Exercise passage:
== == ==
[Phoenix-pm] job opening

Scott Walters scott at illogics.org
Tue Oct 5 15:40:04 CDT 2004


Hey billn. Always good to see your text. I take it as a compliment that
you consider my banter worthy of a reply.

One thing I like about forums out of the main drag is I can be a little bit
less correct and a little more melodramatic when arguing a point - sort of like
how politicians pander exclusively to people with no knowledge of any topic.
(Obviously I give Phoenix.PM more credit than that but I'm not trying to get 
elected either.)

However, melodrama aside, I do have a point. None of the things you listed
save labor on a scale beyond a room full of researchers. Many of them
offer up new products to market, even enjoyable products, but none of them
further elevate humananity out of drudgery further than what was accomplished by 
1980.

But that's moot. My real complaint was something I'd rather hint at than say:
my jobs were banal. Of the dozens of "ecomm" websites I slaved away to
create under deadline, only one is still online. The other companies folded.
This is a blow to a pride that's already been injured by having to write ecomm 
websites in the first place. Obviously, if I'd been working on the human genome
project, I'd have no case to complain. And it isn't venting if my problems
are my fault rather than the world's, so I have to misrepresent the case.  
However, it all has a happy end: I work on things I consider interesting anyway,
and I consider a diet rich in ramen a small price to pay for the privilege.
== == ==
Assignment 1: Reproduce the passage of the mailing-list post about the job opening, starting at "Hey billn. Always" and ending at "of any topic.".
Assignment 2: According to the mailing-list post about the job opening, why did the writer's past work deal a blow to the writer's pride? Answer in one to three sentences.
Assignment 3: Continue the mailing-list post about the job opening from the point where it stops.
== == ==
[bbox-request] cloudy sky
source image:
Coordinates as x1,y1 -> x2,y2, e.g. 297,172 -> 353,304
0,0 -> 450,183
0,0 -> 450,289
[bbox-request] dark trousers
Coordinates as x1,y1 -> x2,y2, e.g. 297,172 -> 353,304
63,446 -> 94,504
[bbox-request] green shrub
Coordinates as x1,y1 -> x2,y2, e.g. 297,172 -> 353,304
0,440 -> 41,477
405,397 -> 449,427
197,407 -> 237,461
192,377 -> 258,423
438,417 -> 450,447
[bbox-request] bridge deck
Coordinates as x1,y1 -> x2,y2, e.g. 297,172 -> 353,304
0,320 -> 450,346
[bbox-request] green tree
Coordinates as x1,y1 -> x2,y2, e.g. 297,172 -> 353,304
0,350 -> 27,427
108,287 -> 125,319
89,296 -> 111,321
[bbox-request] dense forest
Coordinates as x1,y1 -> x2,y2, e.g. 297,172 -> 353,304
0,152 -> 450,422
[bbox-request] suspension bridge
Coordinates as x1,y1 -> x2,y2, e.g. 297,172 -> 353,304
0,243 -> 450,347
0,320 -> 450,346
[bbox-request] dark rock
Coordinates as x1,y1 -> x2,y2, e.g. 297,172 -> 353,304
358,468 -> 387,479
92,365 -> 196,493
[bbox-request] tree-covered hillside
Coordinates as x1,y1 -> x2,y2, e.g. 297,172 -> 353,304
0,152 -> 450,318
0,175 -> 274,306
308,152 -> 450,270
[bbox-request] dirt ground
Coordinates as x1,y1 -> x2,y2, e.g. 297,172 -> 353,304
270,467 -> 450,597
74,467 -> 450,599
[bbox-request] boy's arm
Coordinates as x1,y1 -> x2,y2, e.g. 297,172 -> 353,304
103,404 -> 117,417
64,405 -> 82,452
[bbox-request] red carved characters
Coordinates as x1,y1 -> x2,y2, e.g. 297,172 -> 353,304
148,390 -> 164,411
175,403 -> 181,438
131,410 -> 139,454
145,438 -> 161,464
== == ==
Task output 1:
Hey billn. Always good to see your text. I take it as a compliment that
you consider my banter worthy of a reply.

One thing I like about forums out of the main drag is I can be a little bit
less correct and a little more melodramatic when arguing a point - sort of like
how politicians pander exclusively to people with no knowledge of any topic.

Task output 2: Of the dozens of ecomm websites the writer built under deadline, only one is still online, because the other companies folded. That loss hurt a pride already injured by having to write ecomm websites at all.

Task output 3:
It's nice to be able to boo the demons of the 8-5 job with my fellow
Perl Mongers. Re: Darwin, it's true I probably won't have any kids smelling
bad and not having money, so you're right. I can't argue with that.

-scott

On  0, Bill Nash <billn at billn.net> wrote:
> 
> On Tue, 5 Oct 2004, Scott Walters wrote:
> 
> > Every worthwhile programming task was completed in the 1970's. The switched
> > phone network was finished, airlines has their reservation systems running,
> > Eliza was chatting up humans, humans were navigated to the moon and back...
> > since then we've just been doing the same things on different scales for
> 
> I don't see how packet switching voice, as a revolution over line
> switching, falls into this category. Neither do self-healing networks,
> unless you count cellular, and I don't. Lossless 12:1 audio compression in
> software clearly wasn't in the This Era project plan, either.
> Incidentally, Frontier turned down it's last operational 'party line'
> system in the late 90s. I'd hardly call the domestic line switched system
> complete until that point.
> 
> I'm pretty sure automated exploration of the human genome, much less the
> concept of practical computational genetic algorithms, was barely a
> twinkle in some doctor's pants, in the 70s. Glucose powered chips in the
> blood stream to monitor vitals? Get outta here. The control systems for
> such a feat were surely the product of a social event whose theme is best
> summarized by Pat Boone's cover of "Smoke on the Water". Or not.
> 
> I think NASA is going to disagree with you a lot, too. Otherwise, they
> wouldn't be shopping for off-the-shelf products to plug into their Mars
> landers, since they'd already have it all. For that matter, I'm pretty
> sure the concept of a radio tuner with a 150khz to 3+ghz tuning range,
> almost completely realized in a single DSP chip, was on the radar either.
> Being able to park one anywhere on the planet you can get power, and being
> able to tune it from anywhere else on the planet, as a basic civilian, was
> probably just as sneaky a concept. Yes, I own one of these.
> 
> > Seriously, I'm so badly traumitized by past employment I don't think
> > I could work in the tech sector again. It's my lot to sit at home and
> > eat ramen and write CPAN modules, sometimes pausing to guess where
> > rent might come from.
> 
> If it didn't kill you, and it didn't make you stronger, Darwin still won.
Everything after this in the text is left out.